____ RECORDED DATA
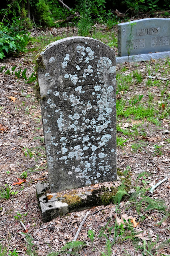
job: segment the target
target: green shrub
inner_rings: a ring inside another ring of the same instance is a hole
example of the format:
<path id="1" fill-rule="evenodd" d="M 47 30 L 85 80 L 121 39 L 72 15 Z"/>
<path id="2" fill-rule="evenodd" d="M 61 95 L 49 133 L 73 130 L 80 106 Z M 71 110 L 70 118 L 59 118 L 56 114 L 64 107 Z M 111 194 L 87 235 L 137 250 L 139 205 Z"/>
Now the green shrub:
<path id="1" fill-rule="evenodd" d="M 14 25 L 14 26 L 9 24 L 5 26 L 3 23 L 0 24 L 0 58 L 3 59 L 11 53 L 25 52 L 28 34 L 20 30 L 17 32 Z"/>
<path id="2" fill-rule="evenodd" d="M 54 20 L 50 8 L 45 0 L 39 0 L 36 4 L 37 14 L 39 15 L 39 20 L 42 25 L 49 27 L 54 25 Z"/>

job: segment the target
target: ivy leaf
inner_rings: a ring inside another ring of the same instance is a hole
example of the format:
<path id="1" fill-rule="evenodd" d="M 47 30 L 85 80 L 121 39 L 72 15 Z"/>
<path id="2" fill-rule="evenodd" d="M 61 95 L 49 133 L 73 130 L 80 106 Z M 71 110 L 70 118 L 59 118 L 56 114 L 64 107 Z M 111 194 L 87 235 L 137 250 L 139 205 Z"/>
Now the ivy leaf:
<path id="1" fill-rule="evenodd" d="M 11 49 L 12 49 L 12 48 L 14 48 L 15 50 L 16 49 L 14 41 L 9 42 L 9 44 L 10 45 L 10 47 Z"/>
<path id="2" fill-rule="evenodd" d="M 8 46 L 7 46 L 6 45 L 4 45 L 2 48 L 2 49 L 4 50 L 6 52 L 8 53 L 9 50 Z"/>

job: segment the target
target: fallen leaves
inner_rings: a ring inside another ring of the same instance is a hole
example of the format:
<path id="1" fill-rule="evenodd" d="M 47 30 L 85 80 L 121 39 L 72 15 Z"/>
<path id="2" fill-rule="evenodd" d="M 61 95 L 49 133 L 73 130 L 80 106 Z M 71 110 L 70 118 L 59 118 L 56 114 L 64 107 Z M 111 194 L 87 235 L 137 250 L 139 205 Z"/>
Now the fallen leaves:
<path id="1" fill-rule="evenodd" d="M 26 180 L 25 179 L 23 179 L 23 180 L 21 180 L 21 179 L 20 179 L 19 178 L 17 178 L 17 180 L 18 182 L 14 182 L 13 184 L 12 184 L 12 186 L 14 186 L 15 185 L 17 185 L 18 184 L 19 185 L 20 185 L 23 182 L 26 182 Z"/>
<path id="2" fill-rule="evenodd" d="M 48 200 L 50 200 L 50 199 L 51 199 L 52 197 L 53 197 L 53 196 L 52 195 L 47 195 L 47 198 Z"/>
<path id="3" fill-rule="evenodd" d="M 12 96 L 10 96 L 10 97 L 9 97 L 8 99 L 11 100 L 11 102 L 13 101 L 14 103 L 15 102 L 15 101 L 17 99 L 16 98 L 12 97 Z"/>
<path id="4" fill-rule="evenodd" d="M 125 123 L 125 124 L 123 124 L 123 125 L 121 127 L 120 127 L 122 129 L 124 129 L 124 130 L 126 129 L 126 128 L 127 128 L 128 127 L 130 127 L 130 126 L 132 126 L 132 124 L 130 124 L 128 123 Z"/>
<path id="5" fill-rule="evenodd" d="M 138 225 L 139 224 L 139 222 L 136 222 L 136 218 L 133 218 L 132 216 L 128 216 L 126 214 L 122 214 L 120 219 L 119 218 L 117 214 L 115 214 L 114 217 L 115 217 L 117 224 L 119 226 L 120 226 L 121 224 L 125 225 L 126 222 L 128 222 L 129 220 L 130 220 L 130 222 L 134 224 L 134 228 L 136 228 Z"/>
<path id="6" fill-rule="evenodd" d="M 139 224 L 139 222 L 136 222 L 135 218 L 133 218 L 133 220 L 130 220 L 130 222 L 134 224 L 134 228 L 136 228 L 138 225 Z"/>
<path id="7" fill-rule="evenodd" d="M 0 124 L 0 131 L 2 131 L 4 132 L 8 129 L 8 128 L 6 126 L 4 126 L 3 124 Z"/>

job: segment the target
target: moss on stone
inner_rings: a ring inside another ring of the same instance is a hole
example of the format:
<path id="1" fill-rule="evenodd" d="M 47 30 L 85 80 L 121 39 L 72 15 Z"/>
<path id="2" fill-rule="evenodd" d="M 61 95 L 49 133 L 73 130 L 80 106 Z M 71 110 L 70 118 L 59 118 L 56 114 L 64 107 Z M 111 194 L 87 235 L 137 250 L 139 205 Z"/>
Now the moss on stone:
<path id="1" fill-rule="evenodd" d="M 37 101 L 39 102 L 41 100 L 41 94 L 40 93 L 40 86 L 38 83 L 38 70 L 45 69 L 45 66 L 43 63 L 42 56 L 41 55 L 41 52 L 38 53 L 36 57 L 36 70 L 37 77 L 37 83 L 36 84 L 34 90 L 35 91 L 35 97 Z"/>
<path id="2" fill-rule="evenodd" d="M 120 168 L 117 168 L 117 174 L 119 176 L 123 176 L 123 172 Z"/>
<path id="3" fill-rule="evenodd" d="M 76 206 L 77 204 L 80 204 L 81 201 L 80 197 L 76 194 L 75 191 L 65 194 L 63 196 L 63 198 L 64 199 L 62 200 L 62 202 L 66 203 L 69 206 L 74 205 Z"/>
<path id="4" fill-rule="evenodd" d="M 110 189 L 108 188 L 105 188 L 105 192 L 100 197 L 102 204 L 107 205 L 113 202 L 114 197 L 115 196 L 118 191 L 117 188 L 112 186 Z"/>
<path id="5" fill-rule="evenodd" d="M 120 177 L 120 179 L 122 181 L 124 182 L 124 184 L 126 187 L 127 189 L 126 190 L 127 192 L 129 191 L 130 187 L 132 185 L 130 180 L 128 178 L 123 178 L 122 177 Z"/>

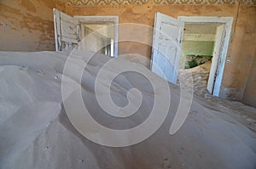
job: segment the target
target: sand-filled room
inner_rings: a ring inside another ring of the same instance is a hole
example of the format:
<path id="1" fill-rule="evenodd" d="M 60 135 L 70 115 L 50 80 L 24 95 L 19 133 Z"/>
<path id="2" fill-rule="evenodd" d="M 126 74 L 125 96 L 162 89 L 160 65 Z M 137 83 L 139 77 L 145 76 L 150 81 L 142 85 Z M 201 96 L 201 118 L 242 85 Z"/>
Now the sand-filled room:
<path id="1" fill-rule="evenodd" d="M 255 0 L 0 0 L 0 169 L 255 169 Z"/>

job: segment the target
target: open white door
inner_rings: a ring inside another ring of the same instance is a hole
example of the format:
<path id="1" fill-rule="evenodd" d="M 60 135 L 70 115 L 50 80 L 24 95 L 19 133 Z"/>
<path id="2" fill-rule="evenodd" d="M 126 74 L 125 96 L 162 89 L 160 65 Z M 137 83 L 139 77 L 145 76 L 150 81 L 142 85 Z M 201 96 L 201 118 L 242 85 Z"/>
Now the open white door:
<path id="1" fill-rule="evenodd" d="M 221 55 L 224 50 L 224 43 L 225 38 L 225 25 L 222 25 L 217 27 L 216 31 L 216 42 L 213 49 L 213 57 L 212 60 L 212 65 L 209 74 L 209 80 L 207 84 L 207 90 L 210 94 L 218 96 L 218 93 L 214 93 L 214 87 L 216 87 L 216 81 L 218 74 L 219 73 L 219 65 L 221 64 Z M 220 86 L 220 84 L 219 84 Z"/>
<path id="2" fill-rule="evenodd" d="M 155 14 L 151 70 L 176 84 L 184 22 Z"/>
<path id="3" fill-rule="evenodd" d="M 81 25 L 79 21 L 56 8 L 54 11 L 55 50 L 72 50 L 80 39 Z"/>

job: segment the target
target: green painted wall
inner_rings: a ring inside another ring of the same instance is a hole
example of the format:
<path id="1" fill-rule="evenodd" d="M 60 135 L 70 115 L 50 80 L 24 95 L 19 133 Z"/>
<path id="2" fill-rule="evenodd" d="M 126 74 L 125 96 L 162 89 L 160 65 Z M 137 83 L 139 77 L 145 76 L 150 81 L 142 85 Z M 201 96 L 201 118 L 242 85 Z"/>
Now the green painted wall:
________
_REQUIREMENTS_:
Copy every line above that contains the string "room". The match is case-sensitive.

_FULL ANSWER_:
target: sand-filled room
Now the sand-filled room:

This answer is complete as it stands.